# PROVIDED TEXT
Sinsemilla is the third album by Jamaican reggae band Black Uhuru, released in 1980 on the Island Records subsidiary Mango. The album helped the band achieve a global fanbase.

Critical reception
Trouser Press wrote that the album "delivers a level of consistency only Bob Marley himself had achieved." The Miami New Times wrote that "by 1980's Sinsemilla, Black Uhuru was a paragon of politics, close harmonies, pumping grooves, and a social awareness as astute and incisive as Marley's." Spin deemed Sinsemilla a "classic reggae" album, writing that Sly and Robbie's "trademark synth-drum grooves drove the group's harmonies like a diddling steam turbine."

Track listing

Personnel
Black Uhuru
Michael Rose - lead vocals
Derrick "Duckie" Simpson - harmony vocals
Puma Jones - harmony vocals
with:
Robbie Shakespeare - bass, lead bass on "Vampire"

# DATA LISTING
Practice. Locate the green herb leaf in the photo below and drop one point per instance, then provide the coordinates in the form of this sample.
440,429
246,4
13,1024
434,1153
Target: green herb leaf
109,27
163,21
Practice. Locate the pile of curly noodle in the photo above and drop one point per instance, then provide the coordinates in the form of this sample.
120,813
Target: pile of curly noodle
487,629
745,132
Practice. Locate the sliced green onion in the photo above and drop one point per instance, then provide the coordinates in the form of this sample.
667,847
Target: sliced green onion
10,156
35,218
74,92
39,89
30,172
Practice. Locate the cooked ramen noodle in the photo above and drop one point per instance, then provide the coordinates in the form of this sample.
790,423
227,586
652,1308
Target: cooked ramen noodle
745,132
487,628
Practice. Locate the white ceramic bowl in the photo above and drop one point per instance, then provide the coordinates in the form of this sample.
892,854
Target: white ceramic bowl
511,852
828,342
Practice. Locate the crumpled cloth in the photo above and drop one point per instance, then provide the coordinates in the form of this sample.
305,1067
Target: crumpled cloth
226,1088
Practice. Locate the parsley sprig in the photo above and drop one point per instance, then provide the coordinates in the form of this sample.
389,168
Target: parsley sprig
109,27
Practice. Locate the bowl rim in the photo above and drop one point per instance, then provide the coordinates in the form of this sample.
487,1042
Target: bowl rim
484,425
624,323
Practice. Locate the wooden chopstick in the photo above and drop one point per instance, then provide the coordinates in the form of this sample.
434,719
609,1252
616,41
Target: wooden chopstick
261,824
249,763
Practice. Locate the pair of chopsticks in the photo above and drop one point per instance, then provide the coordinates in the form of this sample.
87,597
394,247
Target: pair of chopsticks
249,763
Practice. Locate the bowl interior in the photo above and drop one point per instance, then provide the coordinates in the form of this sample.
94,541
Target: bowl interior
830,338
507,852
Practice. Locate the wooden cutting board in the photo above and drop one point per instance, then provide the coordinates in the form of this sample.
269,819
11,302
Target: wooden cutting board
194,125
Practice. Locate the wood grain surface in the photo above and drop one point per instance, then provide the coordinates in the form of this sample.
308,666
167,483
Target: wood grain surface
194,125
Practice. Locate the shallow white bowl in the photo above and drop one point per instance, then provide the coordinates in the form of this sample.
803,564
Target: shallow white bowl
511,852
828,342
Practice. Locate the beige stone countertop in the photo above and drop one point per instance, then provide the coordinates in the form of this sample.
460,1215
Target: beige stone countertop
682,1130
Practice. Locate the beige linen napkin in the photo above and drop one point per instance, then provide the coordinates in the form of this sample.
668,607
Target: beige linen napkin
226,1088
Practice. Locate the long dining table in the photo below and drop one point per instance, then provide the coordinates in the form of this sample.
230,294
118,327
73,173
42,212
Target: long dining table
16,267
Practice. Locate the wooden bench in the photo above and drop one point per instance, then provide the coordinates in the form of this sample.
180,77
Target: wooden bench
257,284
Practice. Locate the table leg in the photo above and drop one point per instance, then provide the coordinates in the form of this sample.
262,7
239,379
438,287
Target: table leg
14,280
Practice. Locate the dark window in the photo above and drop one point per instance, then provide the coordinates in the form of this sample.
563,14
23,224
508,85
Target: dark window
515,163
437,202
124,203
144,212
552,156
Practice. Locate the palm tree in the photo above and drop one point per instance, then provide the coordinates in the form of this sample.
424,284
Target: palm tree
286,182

# INSTRUCTION 1
On which Island Records subsidiary was Sinsemilla released, according to the Sinsemilla text?
# INSTRUCTION 2
Write out the stretch of the Sinsemilla text from "Sinsemilla is the" through "a global fanbase.", substituting "worldwide" for "global".
The items aren't needed for the tasks.

# WORKED SOLUTION 1
Mango

# WORKED SOLUTION 2
Sinsemilla is the third album by Jamaican reggae band Black Uhuru, released in 1980 on the Island Records subsidiary Mango. The album helped the band achieve a worldwide fanbase.